### 作業内容
以下のすべての記録について、空行を除いた各行を番号付きリストとして書き出してください。

### 抽出項目

........

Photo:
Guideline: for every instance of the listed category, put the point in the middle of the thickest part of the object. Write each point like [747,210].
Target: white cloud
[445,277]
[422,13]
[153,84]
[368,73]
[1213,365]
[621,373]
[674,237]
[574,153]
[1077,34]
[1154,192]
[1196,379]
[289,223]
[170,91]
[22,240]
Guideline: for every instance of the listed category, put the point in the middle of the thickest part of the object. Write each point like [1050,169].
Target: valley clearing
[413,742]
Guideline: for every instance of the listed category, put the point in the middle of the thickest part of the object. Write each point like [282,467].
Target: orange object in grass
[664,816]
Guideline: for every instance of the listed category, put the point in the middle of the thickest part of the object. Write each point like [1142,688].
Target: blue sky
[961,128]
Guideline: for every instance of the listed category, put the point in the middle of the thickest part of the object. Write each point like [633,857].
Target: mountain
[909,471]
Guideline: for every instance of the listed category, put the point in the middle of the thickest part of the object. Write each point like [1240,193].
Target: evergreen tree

........

### 想定出力
1. Photo:
2. Guideline: for every instance of the listed category, put the point in the middle of the thickest part of the object. Write each point like [747,210].
3. Target: white cloud
4. [445,277]
5. [422,13]
6. [153,84]
7. [368,73]
8. [1213,365]
9. [621,373]
10. [674,237]
11. [574,153]
12. [1077,34]
13. [1154,192]
14. [1196,379]
15. [289,223]
16. [170,91]
17. [22,240]
18. Guideline: for every instance of the listed category, put the point in the middle of the thickest part of the object. Write each point like [1050,169].
19. Target: valley clearing
20. [413,742]
21. Guideline: for every instance of the listed category, put the point in the middle of the thickest part of the object. Write each point like [282,467].
22. Target: orange object in grass
23. [664,816]
24. Guideline: for every instance of the listed category, put the point in the middle of the thickest part of the object. Write each point like [1142,688].
25. Target: blue sky
26. [961,128]
27. Guideline: for every instance of the listed category, put the point in the middle of the thickest part of the object. Write each point like [633,857].
28. Target: mountain
29. [909,471]
30. Guideline: for every instance of the listed category, put the point in the middle of the thickest part of the object. Write each point like [1240,193].
31. Target: evergreen tree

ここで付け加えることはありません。